Pointing dataset records:
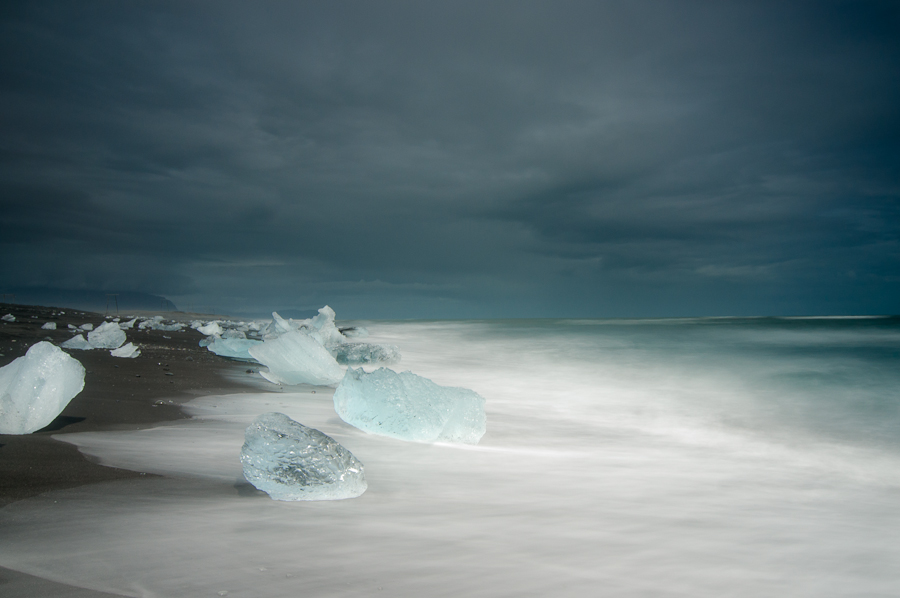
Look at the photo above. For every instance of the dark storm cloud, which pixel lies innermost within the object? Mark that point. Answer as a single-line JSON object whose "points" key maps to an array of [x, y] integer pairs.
{"points": [[410, 159]]}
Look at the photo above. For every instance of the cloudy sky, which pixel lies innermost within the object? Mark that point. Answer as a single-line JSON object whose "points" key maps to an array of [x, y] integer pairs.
{"points": [[456, 159]]}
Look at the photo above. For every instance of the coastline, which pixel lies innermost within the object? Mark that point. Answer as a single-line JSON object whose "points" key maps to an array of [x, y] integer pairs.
{"points": [[118, 394]]}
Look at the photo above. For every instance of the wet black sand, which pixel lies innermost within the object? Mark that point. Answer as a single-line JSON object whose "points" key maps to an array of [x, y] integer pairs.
{"points": [[118, 394]]}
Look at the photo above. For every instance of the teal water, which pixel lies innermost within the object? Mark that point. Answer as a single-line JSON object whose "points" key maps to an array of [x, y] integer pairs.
{"points": [[672, 458]]}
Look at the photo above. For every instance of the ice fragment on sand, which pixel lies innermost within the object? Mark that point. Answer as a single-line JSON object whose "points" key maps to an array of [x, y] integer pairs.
{"points": [[107, 336], [35, 388], [290, 461], [359, 353], [296, 358], [77, 342], [235, 348], [409, 407], [210, 329], [128, 350]]}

**Directions:** Lay out the lines from the one that contains "Look at the photo above. For every instance of the teal" through the end of the records as a JSON list of strings, one string per line, with blank lines left out.

**The completed task:**
[
  "Look at the photo above. For every instance of the teal water, which pixel lies innermost within the object? Mark that point. Answer as a single-line JSON object whose \"points\" key maps to an array of [x, y] integer pairs.",
  "{\"points\": [[672, 458]]}",
  "Look at the photo above. For every instance of the ice fragment on sand, which pixel lies innermost within the object? Mark that point. Answer as a single-line JSON object whose \"points\" key maps to an array of [x, y] integer pairs.",
  "{\"points\": [[107, 336], [35, 388], [290, 461], [359, 353], [296, 358], [77, 342], [235, 348], [409, 407], [210, 329], [128, 350]]}"
]